(Task objective): Transcribe everything in the bail reform article below from "Lawmakers should leave" down to "survivors of violence.".

(Document segment):
Start of Block
March 24, 2023

Since bail reform was passed in 2019, it has saved some of New York’s poorest families tens of millions of dollars, allowed thousands of people to contribute to their communities instead of risking their lives in deadly jails, and reduced our state’s addiction to the mass incarceration of people who are presumed innocent.

Yet critics of the groundbreaking reform don’t seem to care there’s no evidence bail reform has led to an increase in crime and they scarcely acknowledge that the reforms have already been rolled back twice. Instead, they blame bail reform — which eliminated money bail for most misdemeanors and nonviolent felonies — for every problem under the sun, and they ignore real solutions that would better protect community safety.

Now, Gov. Kathy Hochul is pushing for further rollbacks to be included in this year’s state budget, due to be passed by April 1. Her proposal would completely change the purpose of bail, dramatically transform decades of New York law, and trap thousands more legally-innocent people behind bars. Hochul’s plan would also sow the seeds of further racial bias and discrimination in our state’s already painfully unequal criminal legal system.

In her State of the State, the governor called for the elimination of the longstanding legal requirement that judges set the “least restrictive” condition that “will reasonably assure [a person’s] return to court,” which has always been the sole legal purpose of bail. Hochul explained her proposed changes as a way to provide clarity for judges. Yet, as a representative from the Office of Court Administration has testified to the state Senate, judges aren’t confused by the clear, decades-old least-restrictive standard. 

In fact, the absence of a standard would only invite uncertainty. Hochul would eliminate this standard — which 33 other states also use — without providing any replacement to guide judges’ decisions. This would leave judges to guess how to apply the law, with the potential for racial bias to poison those decisions. The result will be thousands more mostly Black and brown, legally innocent New Yorkers held in jail and pressured to plead guilty so they can go back home.

You wouldn’t know it based on all the fearmongering, but bail reform is working. A report from FWD.us quantifies some of the legislation’s benefits, including that 24,000 fewer people had bail set on their cases. Bail reform has also saved families $104 million in bail money that could have been leveraged or lost, and allowed people to spend 1.9 million nights at home that would have been spent in jail.

Most importantly, the reforms saved lives. They led to a 15% decrease in pretrial detention, including at a time when COVID made jails even more deadly than they usually are.

There is also no evidence to suggest that bail reform is responsible for any post-pandemic rise in crime. A recent analysis, for example found no impact on re-arrest rates after bail reform went into effect between 2019 and 2021, and a report this month from John Jay College even shows the reforms reduced the chances that someone would get arrested again.

Despite its proven benefits, bail reform continues to be relentlessly attacked. Hochul first gave in to political attacks by successfully rolling back the law last year, and now she’s pushing for changes that could make things even worse than they were before the 2019 law was passed.

Lawmakers should leave bail reform alone this session, but that doesn’t mean there’s nothing they can do to improve community safety. We need real solutions that prevent crime from happening in the first place, like access to mental health care, housing, and education. Lawmakers should also fund proven approaches like restorative justice and violence interruption programs and provide more money to help survivors of violence.

Instead of rolling back bail reform, lawmakers should prioritize these proactive solutions that will make New York safer for everyone.
End of Block
(Entries supplied):
Start of Block
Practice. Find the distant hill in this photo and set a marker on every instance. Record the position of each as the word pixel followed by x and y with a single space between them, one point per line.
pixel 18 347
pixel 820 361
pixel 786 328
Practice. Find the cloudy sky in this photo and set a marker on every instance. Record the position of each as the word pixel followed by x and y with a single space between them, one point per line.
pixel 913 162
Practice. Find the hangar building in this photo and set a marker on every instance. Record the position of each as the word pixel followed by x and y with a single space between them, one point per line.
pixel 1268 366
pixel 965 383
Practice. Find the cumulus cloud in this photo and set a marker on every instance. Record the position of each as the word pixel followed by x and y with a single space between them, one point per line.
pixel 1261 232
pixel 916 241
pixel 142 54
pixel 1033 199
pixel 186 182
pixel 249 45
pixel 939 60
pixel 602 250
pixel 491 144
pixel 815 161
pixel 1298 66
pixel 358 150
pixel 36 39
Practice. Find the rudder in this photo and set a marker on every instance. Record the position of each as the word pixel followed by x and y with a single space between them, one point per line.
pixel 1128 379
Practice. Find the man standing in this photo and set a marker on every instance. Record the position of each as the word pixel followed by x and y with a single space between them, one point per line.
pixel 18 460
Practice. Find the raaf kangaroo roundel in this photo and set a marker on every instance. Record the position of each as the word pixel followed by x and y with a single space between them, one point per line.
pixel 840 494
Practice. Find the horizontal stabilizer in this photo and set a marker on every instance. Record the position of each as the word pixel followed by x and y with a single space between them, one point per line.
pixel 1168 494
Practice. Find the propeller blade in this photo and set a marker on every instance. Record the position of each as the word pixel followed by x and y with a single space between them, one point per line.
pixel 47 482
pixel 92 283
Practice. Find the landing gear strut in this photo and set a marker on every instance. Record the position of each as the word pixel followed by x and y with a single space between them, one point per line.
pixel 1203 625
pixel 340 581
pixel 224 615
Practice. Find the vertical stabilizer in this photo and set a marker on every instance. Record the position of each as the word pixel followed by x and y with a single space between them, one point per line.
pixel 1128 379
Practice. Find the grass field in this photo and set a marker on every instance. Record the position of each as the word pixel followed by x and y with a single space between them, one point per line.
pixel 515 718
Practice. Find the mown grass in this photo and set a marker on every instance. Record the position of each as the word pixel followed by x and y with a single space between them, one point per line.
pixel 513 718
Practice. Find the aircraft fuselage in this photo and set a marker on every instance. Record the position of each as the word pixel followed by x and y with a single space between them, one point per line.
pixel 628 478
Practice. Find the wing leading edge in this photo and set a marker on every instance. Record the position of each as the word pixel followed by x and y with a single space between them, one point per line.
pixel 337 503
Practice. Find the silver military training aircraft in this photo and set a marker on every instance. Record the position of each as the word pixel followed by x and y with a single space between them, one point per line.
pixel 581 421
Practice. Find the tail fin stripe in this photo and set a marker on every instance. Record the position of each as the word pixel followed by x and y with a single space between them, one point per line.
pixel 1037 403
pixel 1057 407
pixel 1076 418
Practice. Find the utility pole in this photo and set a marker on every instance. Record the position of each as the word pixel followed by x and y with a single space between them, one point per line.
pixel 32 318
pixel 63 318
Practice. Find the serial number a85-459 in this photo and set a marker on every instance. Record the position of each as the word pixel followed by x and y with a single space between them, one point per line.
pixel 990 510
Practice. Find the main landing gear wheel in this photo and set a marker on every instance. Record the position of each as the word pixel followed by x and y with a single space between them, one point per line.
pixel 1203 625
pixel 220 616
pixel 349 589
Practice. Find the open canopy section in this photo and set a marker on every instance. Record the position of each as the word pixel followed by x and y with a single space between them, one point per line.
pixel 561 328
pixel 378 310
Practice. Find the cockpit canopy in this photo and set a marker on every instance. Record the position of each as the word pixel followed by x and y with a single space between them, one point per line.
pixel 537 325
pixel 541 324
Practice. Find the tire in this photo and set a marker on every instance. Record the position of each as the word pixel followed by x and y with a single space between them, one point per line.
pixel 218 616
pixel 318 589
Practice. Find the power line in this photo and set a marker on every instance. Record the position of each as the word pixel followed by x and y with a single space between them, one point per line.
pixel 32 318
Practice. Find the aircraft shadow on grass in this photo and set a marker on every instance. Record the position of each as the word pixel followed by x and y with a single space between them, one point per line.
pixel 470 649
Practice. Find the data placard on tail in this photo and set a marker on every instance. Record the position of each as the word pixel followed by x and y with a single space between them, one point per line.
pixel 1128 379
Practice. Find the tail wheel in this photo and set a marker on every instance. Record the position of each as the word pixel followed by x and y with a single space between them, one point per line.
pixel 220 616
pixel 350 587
End of Block
(Result):
Lawmakers should leave bail reform alone this session, but that doesn’t mean there’s nothing they can do to improve community safety. We need real solutions that prevent crime from happening in the first place, like access to mental health care, housing, and education. Lawmakers should also fund proven approaches like restorative justice and violence interruption programs and provide more money to help survivors of violence.